- **ФРАГМЕНТ ДОКУМЕНТА**
Я всегда не то чтобы завидовал, но удивлялся, под какой счастливой звездой родился Б. Ельцин, вернее какая сила заложена в нем родителями, наследственностью. Вот и второй инфаркт миокарда он перенес и приступил к работе. Но мне кажется, что после второго инцидента он стал более осторожен, хотя в то же время, как говорили мне его врачи, категорически отверг предложение о проведении коронарографии. Не сомневаюсь, что уже тогда, осенью 1995 года, Б. Ельцин думал о повторных президентских выборах 1996 года и, естественно, проведение коронарографии, за которой мог последовать вопрос об оперативном вмешательстве, несомненно, стало бы предметом обсуждения в печати, на телевидении, могло повредить имиджу здорового, спортивного Бориса Николаевича и спутать все предвыборные карты.
В который раз в жизни мне пришлось быть свидетелем того, как ради власти рискуют своим здоровьем и самой жизнью. Это просто удивительно: жизнь — бесценный дар, который надо беречь как зеницу ока, но для некоторых нет большей ценности на земле, чем обладание властью. Однако выше властителей судьба, природа и болезнь. Я четко представлял, что при той жизни, которую ведет Б. Ельцин, неминуем третий инфаркт миокарда. Знал я и то, что с каждым новым инфарктом увеличивается опасность внезапной смерти.

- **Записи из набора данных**
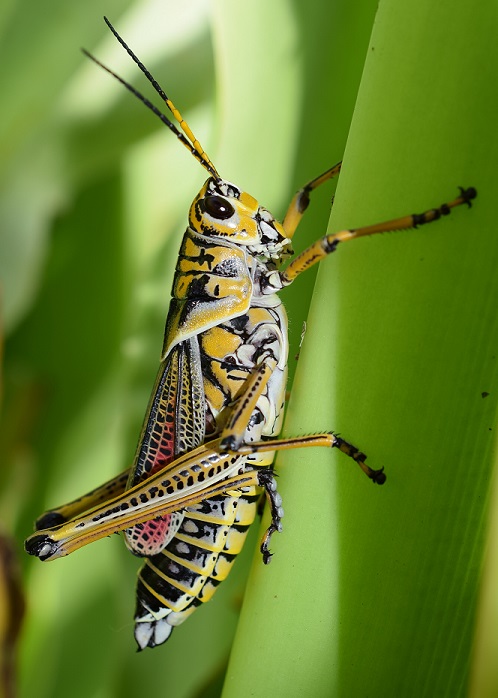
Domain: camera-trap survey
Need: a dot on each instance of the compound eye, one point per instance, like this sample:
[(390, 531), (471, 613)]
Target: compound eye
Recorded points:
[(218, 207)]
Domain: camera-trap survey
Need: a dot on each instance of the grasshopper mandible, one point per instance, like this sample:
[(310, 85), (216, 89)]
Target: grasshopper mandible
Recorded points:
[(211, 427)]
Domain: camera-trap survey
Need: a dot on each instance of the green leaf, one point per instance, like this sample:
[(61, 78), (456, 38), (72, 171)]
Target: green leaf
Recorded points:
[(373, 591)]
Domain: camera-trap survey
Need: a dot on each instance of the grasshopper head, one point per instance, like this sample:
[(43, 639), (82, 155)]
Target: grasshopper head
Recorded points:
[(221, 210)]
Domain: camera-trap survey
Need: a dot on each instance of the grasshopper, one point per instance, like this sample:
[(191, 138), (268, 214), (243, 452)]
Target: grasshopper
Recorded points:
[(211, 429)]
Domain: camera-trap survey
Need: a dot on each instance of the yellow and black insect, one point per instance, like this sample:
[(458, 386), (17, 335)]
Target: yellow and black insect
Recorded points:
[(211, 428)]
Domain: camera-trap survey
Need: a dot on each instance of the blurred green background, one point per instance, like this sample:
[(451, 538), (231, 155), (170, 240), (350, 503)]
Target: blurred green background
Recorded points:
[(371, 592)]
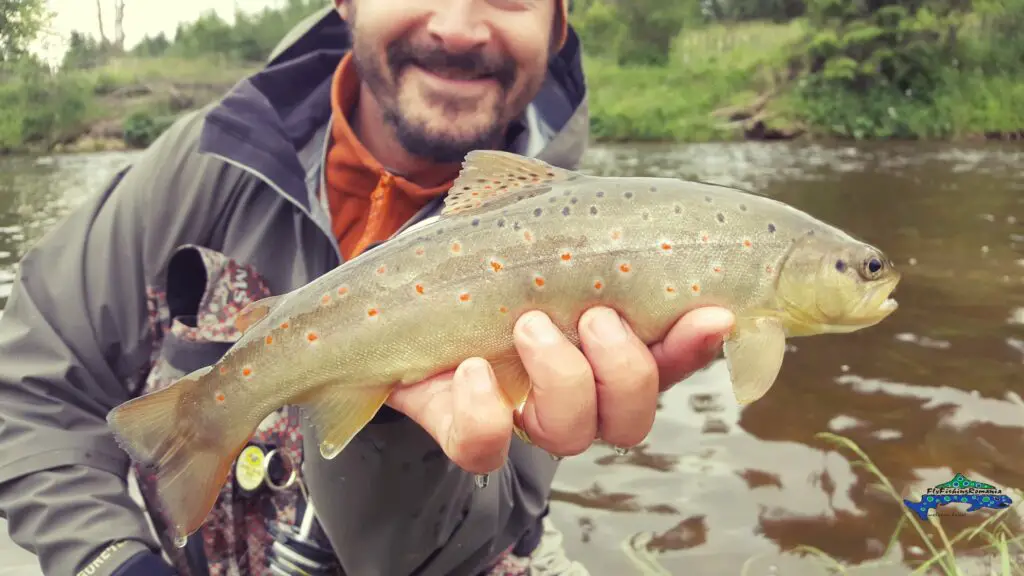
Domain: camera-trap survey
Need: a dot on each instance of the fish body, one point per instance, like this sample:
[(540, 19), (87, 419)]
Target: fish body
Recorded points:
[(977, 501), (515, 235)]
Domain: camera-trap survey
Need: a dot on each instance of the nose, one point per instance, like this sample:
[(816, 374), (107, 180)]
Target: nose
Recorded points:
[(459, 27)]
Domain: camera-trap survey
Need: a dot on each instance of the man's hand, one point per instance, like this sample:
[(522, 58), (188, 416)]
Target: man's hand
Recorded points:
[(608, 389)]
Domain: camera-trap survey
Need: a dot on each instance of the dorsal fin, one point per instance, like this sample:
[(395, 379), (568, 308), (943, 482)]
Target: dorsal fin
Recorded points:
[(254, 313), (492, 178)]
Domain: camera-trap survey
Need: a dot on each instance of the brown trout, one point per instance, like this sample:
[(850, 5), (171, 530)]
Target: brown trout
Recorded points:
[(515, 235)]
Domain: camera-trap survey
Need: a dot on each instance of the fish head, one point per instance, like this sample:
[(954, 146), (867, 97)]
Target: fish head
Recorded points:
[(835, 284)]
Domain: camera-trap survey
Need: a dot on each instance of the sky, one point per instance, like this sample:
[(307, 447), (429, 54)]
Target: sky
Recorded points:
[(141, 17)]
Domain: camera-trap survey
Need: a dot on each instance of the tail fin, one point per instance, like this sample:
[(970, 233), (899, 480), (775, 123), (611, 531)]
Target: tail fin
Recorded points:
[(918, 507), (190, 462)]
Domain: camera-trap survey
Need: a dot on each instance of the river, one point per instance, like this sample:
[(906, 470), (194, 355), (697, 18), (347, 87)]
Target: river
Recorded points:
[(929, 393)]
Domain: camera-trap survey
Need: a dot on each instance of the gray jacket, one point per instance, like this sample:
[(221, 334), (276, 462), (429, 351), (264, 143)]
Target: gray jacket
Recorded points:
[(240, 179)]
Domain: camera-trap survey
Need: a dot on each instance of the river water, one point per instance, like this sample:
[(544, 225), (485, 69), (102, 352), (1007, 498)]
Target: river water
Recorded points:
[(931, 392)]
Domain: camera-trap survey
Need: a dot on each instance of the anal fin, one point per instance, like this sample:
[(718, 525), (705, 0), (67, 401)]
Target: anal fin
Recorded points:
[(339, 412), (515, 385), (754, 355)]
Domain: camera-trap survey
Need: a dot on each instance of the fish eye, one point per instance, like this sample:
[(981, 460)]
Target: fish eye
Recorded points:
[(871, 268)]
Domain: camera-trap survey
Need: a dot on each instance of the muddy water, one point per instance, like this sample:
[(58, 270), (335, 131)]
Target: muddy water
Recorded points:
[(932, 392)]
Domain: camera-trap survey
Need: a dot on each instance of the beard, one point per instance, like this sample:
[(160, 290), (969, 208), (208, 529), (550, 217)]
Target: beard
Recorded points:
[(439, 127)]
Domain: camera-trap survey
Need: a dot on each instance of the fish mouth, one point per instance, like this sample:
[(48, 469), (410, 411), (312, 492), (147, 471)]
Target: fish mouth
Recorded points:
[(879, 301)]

==

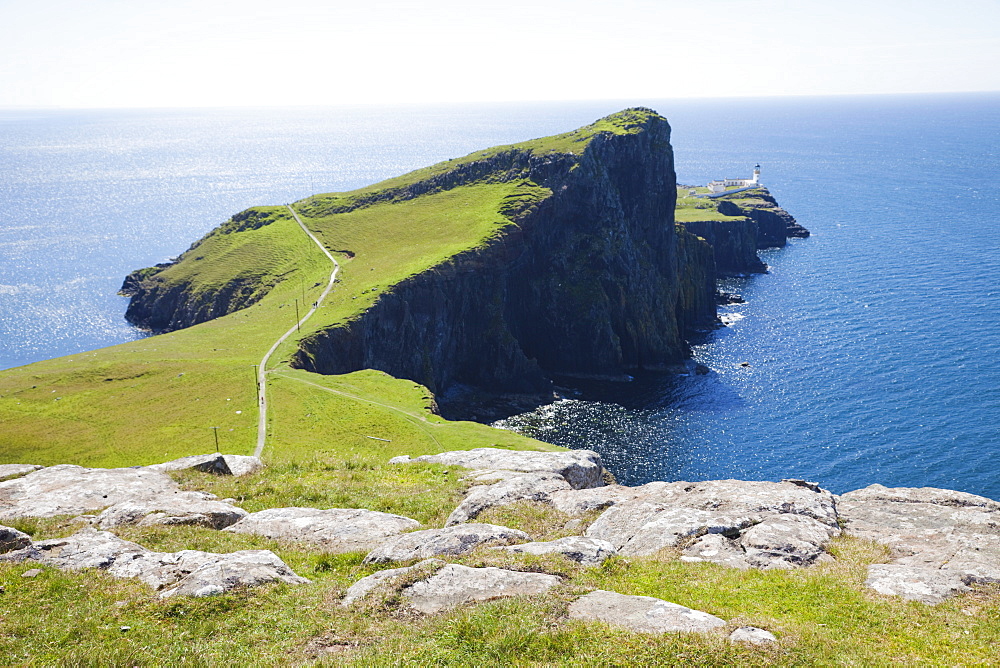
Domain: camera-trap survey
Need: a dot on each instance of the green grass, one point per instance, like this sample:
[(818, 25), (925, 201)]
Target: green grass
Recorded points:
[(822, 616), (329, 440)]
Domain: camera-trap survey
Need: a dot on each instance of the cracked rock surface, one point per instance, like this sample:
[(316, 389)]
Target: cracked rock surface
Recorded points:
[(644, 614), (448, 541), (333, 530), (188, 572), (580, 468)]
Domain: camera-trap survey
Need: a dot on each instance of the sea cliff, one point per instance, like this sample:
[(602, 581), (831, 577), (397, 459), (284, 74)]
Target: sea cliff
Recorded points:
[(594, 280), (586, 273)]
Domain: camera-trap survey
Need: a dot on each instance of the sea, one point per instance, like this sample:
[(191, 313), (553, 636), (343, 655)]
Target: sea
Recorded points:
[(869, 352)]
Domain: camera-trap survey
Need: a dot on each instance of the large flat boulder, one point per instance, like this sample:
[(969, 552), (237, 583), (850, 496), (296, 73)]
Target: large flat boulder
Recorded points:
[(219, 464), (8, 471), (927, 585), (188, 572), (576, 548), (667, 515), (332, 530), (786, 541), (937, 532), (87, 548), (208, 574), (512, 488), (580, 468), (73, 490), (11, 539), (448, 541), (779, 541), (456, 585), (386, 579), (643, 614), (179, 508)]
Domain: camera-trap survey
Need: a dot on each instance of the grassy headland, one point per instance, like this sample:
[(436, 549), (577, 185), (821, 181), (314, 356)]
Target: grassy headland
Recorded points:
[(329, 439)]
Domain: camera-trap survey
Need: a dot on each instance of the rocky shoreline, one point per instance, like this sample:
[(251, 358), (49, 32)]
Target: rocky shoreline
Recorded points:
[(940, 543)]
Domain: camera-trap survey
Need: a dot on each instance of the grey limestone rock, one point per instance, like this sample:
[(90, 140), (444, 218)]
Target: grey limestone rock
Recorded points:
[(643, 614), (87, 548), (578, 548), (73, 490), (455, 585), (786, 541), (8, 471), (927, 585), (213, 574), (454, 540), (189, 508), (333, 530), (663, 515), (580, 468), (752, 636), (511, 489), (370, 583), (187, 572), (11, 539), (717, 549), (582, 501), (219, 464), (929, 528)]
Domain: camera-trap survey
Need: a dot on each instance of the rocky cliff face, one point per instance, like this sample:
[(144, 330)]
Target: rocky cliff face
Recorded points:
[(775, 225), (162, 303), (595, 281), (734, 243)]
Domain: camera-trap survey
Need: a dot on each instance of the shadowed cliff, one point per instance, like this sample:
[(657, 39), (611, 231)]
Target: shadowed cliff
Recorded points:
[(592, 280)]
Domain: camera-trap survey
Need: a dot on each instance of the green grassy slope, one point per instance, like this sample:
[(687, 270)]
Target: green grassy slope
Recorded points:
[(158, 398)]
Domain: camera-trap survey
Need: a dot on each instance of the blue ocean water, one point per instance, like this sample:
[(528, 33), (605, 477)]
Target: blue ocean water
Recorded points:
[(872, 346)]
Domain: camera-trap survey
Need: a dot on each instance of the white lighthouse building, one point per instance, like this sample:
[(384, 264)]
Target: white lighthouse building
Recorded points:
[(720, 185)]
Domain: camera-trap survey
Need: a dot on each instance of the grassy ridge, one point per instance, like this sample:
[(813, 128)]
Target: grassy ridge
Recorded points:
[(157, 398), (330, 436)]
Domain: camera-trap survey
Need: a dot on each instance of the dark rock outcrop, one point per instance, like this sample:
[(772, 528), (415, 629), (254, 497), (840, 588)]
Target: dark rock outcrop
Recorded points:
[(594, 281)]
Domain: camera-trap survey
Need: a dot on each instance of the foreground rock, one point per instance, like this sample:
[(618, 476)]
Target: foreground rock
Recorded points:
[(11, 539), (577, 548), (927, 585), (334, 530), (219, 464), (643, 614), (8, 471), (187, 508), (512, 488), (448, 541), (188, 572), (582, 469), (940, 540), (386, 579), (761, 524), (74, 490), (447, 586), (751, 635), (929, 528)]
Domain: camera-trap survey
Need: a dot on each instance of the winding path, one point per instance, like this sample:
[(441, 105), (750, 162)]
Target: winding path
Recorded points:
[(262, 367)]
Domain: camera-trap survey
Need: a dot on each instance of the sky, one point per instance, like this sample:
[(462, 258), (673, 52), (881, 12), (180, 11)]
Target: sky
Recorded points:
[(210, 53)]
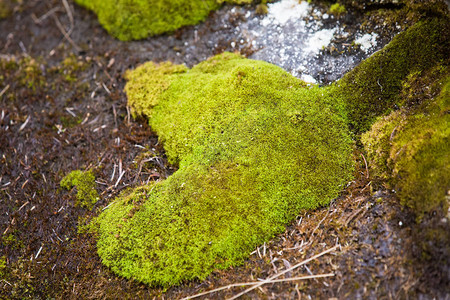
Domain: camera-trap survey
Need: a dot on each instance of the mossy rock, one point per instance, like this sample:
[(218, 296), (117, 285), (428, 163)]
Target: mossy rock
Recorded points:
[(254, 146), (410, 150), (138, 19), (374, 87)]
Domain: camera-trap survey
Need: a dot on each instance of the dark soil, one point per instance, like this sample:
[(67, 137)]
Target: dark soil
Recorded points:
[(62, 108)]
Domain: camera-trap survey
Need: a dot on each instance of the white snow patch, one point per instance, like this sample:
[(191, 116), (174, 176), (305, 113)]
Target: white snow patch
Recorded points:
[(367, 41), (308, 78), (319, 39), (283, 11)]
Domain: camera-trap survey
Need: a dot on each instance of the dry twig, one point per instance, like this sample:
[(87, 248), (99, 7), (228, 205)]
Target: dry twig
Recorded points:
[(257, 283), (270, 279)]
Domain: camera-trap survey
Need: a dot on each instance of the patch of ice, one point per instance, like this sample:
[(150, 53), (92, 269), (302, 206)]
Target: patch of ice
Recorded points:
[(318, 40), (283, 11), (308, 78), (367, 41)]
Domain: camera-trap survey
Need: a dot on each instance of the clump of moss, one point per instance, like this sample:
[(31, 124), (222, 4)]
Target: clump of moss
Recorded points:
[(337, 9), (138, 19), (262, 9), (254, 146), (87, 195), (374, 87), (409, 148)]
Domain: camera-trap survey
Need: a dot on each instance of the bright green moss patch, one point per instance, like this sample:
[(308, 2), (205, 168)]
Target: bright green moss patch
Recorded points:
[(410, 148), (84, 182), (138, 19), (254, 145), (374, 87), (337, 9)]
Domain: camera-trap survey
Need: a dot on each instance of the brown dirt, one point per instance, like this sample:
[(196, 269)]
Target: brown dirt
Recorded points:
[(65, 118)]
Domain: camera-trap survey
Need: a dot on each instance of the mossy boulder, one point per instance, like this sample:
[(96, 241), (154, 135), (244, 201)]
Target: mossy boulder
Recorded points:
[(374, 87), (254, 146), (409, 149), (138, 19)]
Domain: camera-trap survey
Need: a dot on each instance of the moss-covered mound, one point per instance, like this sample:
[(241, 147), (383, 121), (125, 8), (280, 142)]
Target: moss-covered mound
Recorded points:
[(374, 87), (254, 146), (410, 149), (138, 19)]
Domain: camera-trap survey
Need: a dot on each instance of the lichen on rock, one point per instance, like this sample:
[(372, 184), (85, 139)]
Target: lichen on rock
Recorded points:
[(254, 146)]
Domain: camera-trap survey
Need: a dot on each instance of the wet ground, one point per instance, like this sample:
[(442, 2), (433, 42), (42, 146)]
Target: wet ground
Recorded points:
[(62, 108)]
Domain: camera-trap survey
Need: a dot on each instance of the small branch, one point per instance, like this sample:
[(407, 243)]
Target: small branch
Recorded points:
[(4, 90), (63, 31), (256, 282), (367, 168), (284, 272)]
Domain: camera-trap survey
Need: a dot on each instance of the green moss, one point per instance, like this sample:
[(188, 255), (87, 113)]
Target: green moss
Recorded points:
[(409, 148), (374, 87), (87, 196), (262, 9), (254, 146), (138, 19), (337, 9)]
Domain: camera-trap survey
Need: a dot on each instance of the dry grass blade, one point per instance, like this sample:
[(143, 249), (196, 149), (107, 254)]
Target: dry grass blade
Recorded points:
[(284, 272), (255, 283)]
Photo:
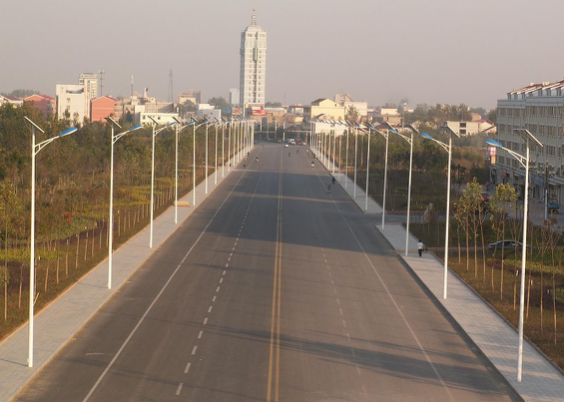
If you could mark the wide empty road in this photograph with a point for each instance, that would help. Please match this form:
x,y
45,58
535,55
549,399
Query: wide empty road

- **ЗАДАНИЯ ДЛЯ ВЫПОЛНЕНИЯ**
• a. В отрывке о здоровье Б. Ельцина перепишите часть от «Я всегда не» до «все предвыборные карты.», подставив «ангиографии» вместо «коронарографии».
• b. Изложите отрывок о здоровье Б. Ельцина в двух предложениях.
Листинг в этой работе не используется.

- **ОЖИДАЕМЫЕ ОТВЕТЫ**
• a.
Я всегда не то чтобы завидовал, но удивлялся, под какой счастливой звездой родился Б. Ельцин, вернее какая сила заложена в нем родителями, наследственностью. Вот и второй инфаркт миокарда он перенес и приступил к работе. Но мне кажется, что после второго инцидента он стал более осторожен, хотя в то же время, как говорили мне его врачи, категорически отверг предложение о проведении ангиографии. Не сомневаюсь, что уже тогда, осенью 1995 года, Б. Ельцин думал о повторных президентских выборах 1996 года и, естественно, проведение ангиографии, за которой мог последовать вопрос об оперативном вмешательстве, несомненно, стало бы предметом обсуждения в печати, на телевидении, могло повредить имиджу здорового, спортивного Бориса Николаевича и спутать все предвыборные карты.

• b. Перенеся второй инфаркт миокарда, Б. Ельцин вернулся к работе, но категорически отказался от коронарографии, что, по убеждению автора, было связано с президентскими выборами 1996 года, о которых он думал уже осенью 1995 года. В тексте это приводится как пример того, как ради власти рискуют здоровьем и жизнью, и утверждается, что при таком образе жизни третий инфаркт неминуем, а опасность внезапной смерти растет с каждым новым инфарктом.